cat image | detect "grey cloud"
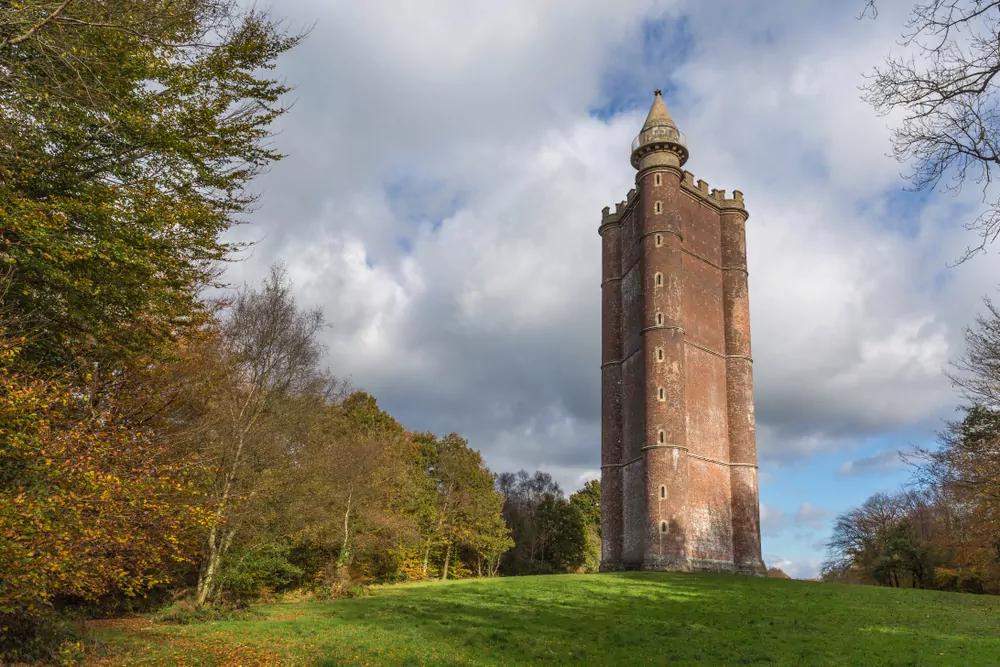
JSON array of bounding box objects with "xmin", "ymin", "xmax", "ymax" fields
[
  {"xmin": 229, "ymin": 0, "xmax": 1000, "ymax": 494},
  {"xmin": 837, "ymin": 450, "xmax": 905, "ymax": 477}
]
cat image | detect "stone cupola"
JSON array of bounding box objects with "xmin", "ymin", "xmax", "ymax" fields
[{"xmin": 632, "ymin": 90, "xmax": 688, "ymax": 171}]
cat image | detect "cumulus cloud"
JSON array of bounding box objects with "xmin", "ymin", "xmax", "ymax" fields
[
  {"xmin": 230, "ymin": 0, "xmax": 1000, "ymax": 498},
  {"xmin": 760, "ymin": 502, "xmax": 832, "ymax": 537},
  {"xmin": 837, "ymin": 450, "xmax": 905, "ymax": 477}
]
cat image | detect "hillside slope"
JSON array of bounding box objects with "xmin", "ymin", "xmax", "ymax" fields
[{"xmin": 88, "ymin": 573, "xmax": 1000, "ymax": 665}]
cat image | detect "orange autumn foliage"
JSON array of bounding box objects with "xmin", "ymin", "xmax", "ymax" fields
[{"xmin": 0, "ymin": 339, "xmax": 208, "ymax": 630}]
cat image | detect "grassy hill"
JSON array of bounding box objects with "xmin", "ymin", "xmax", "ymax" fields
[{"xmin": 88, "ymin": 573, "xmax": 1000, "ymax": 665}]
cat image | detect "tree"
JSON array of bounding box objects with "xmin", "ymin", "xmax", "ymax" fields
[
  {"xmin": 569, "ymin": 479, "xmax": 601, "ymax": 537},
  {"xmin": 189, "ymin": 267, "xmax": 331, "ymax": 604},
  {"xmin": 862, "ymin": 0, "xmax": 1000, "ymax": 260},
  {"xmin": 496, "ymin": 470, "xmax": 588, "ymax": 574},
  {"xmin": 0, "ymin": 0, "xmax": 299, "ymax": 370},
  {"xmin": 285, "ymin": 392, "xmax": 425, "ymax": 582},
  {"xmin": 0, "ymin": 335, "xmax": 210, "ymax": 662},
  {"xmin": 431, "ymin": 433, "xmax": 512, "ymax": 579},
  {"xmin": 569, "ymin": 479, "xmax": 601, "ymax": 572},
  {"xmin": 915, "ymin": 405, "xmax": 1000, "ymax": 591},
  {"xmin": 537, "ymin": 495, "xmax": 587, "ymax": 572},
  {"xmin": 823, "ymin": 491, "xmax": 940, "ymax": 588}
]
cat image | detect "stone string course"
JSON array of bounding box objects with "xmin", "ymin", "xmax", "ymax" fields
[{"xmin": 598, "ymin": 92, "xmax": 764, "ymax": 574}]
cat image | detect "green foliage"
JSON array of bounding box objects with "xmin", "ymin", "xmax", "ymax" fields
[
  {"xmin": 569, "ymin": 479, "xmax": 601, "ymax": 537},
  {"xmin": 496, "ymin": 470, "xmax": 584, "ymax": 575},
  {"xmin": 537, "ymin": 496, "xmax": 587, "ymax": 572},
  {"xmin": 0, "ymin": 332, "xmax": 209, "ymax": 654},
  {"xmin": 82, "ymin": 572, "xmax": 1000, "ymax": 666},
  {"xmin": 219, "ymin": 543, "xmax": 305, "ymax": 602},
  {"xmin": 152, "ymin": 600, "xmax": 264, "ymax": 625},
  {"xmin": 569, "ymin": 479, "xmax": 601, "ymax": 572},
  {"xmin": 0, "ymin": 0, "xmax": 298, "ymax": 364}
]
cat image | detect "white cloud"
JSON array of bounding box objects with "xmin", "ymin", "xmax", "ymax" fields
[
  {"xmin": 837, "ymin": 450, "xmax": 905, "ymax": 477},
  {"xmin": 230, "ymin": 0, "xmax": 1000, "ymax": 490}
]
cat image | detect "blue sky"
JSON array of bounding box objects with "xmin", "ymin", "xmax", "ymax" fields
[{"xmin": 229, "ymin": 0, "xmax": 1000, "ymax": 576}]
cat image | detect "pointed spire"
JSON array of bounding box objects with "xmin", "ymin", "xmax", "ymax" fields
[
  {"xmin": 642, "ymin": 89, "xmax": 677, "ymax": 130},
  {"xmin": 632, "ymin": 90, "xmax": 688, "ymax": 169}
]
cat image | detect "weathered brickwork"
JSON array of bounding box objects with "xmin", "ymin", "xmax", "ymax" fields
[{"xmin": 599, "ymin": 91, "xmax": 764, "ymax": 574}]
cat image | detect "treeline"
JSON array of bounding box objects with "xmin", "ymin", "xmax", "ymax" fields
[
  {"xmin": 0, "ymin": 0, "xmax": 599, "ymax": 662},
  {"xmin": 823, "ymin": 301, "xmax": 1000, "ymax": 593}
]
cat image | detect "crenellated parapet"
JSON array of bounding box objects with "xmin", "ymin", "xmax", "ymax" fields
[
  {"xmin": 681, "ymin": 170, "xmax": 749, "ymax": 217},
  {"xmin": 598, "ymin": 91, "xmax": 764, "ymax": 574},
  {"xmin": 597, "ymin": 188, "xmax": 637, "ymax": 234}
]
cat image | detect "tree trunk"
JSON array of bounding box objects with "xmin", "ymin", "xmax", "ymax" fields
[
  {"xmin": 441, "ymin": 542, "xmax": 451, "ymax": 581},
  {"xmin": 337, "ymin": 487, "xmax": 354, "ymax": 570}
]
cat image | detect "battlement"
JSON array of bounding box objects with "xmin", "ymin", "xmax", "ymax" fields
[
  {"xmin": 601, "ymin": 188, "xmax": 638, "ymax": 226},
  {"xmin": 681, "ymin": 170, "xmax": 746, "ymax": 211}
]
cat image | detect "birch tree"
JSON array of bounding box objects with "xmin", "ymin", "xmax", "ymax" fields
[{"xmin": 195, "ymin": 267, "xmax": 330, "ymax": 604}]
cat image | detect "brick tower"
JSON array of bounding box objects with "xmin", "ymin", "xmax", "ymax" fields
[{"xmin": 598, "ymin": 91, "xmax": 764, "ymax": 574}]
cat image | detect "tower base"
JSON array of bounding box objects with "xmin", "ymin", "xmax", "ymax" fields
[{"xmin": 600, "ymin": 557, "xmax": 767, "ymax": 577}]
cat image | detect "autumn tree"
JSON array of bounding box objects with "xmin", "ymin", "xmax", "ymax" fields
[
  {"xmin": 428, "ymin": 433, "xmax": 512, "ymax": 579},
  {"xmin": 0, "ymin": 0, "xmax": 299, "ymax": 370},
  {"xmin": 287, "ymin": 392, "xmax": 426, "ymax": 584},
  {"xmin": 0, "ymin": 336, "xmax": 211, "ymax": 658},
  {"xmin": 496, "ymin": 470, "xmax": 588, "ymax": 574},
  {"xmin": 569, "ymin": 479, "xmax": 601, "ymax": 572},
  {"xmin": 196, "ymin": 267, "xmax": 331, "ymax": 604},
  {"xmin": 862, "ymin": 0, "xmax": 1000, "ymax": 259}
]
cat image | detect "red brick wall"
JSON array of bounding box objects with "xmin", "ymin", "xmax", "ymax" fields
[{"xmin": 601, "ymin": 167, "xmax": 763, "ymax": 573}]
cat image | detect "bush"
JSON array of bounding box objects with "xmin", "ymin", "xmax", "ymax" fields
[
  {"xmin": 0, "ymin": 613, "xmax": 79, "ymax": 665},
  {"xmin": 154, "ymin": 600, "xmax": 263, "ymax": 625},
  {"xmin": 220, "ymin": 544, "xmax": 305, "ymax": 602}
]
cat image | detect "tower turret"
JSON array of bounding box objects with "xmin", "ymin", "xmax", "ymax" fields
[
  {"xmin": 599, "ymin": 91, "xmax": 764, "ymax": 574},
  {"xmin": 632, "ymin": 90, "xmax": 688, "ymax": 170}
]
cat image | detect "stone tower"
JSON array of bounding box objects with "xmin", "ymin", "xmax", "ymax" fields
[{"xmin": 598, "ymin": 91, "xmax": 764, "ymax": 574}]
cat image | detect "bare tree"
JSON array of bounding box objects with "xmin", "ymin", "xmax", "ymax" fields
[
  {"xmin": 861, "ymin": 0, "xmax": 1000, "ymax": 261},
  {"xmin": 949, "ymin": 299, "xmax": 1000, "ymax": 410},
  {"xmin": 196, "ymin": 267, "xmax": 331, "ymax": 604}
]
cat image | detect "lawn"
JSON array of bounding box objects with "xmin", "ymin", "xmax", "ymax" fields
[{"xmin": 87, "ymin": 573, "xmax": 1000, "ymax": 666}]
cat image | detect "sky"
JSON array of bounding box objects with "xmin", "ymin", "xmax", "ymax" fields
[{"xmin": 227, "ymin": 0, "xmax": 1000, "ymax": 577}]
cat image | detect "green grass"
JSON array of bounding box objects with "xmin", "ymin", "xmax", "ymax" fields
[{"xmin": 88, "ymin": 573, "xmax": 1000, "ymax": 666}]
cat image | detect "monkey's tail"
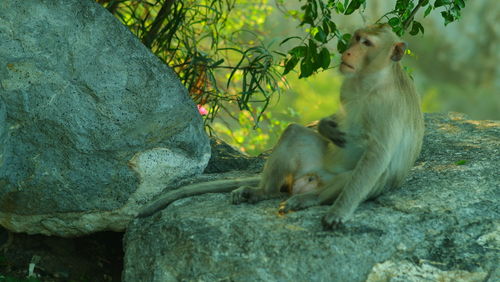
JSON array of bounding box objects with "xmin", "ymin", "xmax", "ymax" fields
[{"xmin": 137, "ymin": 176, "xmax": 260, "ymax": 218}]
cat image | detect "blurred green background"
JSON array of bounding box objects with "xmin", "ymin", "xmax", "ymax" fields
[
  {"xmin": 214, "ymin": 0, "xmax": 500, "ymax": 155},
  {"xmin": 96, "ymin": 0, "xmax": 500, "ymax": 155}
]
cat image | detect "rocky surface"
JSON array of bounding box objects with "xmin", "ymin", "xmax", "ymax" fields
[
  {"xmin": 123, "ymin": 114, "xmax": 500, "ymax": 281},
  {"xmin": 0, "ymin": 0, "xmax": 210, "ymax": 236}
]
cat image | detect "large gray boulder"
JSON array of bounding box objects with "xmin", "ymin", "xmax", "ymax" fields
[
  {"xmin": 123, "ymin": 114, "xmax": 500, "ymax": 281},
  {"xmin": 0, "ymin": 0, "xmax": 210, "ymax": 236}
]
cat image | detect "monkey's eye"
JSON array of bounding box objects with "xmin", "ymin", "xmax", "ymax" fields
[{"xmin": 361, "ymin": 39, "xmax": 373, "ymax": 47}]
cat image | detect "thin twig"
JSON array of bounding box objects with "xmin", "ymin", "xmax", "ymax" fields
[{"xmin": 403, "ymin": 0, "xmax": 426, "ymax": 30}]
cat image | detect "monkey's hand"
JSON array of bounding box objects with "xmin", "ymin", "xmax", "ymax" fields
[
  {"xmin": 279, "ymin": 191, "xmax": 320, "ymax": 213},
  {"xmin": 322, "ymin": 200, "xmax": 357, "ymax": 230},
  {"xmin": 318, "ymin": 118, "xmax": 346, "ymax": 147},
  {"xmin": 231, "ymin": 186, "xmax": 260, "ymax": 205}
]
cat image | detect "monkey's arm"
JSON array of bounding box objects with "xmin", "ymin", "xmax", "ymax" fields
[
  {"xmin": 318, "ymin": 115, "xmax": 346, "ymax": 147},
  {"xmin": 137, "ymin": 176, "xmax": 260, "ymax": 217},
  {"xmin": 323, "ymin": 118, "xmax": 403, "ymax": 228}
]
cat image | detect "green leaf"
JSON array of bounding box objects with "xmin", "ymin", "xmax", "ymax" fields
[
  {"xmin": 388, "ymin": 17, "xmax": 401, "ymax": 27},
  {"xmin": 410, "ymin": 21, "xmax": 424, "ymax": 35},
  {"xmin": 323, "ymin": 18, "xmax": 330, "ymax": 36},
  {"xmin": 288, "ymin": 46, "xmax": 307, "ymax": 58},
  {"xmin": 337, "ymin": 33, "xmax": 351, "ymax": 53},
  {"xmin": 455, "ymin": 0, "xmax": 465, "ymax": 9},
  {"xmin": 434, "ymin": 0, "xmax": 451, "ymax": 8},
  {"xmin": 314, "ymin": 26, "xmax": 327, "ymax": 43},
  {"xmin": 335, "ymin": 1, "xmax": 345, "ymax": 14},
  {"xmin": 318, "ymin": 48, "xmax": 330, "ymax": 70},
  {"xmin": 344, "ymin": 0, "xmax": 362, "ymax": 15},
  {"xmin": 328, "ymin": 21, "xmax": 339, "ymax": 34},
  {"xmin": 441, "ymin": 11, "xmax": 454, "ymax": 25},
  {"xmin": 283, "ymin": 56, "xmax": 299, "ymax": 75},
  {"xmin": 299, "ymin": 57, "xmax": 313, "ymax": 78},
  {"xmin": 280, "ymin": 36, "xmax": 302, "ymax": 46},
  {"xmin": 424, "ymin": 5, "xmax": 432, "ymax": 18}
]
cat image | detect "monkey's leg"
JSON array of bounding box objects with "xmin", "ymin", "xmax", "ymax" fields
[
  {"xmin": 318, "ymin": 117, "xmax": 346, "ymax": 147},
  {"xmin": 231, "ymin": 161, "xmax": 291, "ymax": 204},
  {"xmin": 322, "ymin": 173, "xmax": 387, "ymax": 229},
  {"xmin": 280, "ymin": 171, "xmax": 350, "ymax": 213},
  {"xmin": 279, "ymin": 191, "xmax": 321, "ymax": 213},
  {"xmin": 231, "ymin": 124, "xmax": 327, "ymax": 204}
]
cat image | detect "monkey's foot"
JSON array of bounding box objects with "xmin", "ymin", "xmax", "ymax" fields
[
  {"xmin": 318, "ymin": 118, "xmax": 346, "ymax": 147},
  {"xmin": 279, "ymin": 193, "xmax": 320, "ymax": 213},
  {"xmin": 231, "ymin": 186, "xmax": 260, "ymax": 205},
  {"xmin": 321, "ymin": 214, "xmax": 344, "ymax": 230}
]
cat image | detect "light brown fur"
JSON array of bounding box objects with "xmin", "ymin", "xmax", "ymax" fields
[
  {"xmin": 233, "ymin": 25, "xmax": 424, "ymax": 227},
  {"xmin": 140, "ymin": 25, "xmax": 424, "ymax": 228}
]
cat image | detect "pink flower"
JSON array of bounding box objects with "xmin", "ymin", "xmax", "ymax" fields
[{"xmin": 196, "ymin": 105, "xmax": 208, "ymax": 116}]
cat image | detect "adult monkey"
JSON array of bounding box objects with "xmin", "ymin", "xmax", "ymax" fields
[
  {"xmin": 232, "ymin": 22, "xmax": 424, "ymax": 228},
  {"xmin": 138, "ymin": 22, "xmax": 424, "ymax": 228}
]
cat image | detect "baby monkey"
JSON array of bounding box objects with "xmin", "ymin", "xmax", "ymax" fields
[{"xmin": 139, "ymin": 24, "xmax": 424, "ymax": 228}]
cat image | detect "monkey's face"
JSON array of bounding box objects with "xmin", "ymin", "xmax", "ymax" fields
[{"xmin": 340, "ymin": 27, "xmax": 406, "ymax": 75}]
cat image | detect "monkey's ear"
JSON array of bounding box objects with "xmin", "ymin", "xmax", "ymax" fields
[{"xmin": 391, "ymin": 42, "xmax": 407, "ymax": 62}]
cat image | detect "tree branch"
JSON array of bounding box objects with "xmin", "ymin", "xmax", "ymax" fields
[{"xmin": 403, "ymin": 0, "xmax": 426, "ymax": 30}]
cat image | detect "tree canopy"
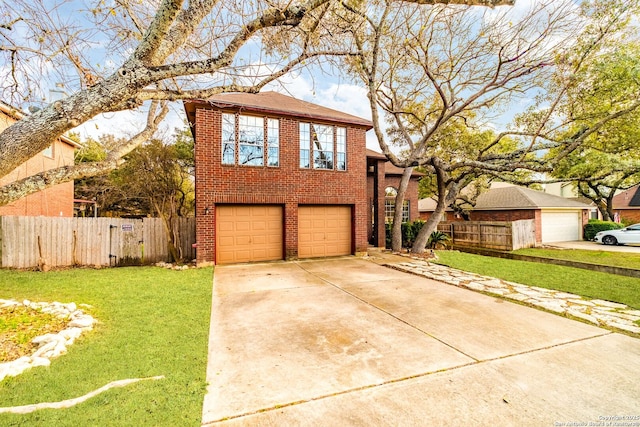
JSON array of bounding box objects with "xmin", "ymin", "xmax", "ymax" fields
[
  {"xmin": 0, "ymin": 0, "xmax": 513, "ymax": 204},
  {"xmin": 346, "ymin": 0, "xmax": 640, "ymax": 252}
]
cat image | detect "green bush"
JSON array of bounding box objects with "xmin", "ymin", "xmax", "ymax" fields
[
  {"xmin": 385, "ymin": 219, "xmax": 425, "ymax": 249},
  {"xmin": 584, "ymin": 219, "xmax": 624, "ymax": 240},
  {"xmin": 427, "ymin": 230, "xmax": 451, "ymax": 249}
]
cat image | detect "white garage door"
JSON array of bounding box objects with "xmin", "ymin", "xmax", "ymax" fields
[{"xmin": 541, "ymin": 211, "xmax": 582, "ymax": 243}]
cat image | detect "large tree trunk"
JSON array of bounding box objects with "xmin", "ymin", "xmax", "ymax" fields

◆ ◆ ◆ ◆ ◆

- **Arbeitsauftrag**
Wählen Sie aus den obigen Daten alle Zeilen aus, in denen das Wort „stone“ vorkommt, und schreiben Sie diese Zeilen vollständig ab.

- **Lösung**
cat image | detect "stone cupola"
cat image | detect "stone string course"
cat image | detect "stone tower"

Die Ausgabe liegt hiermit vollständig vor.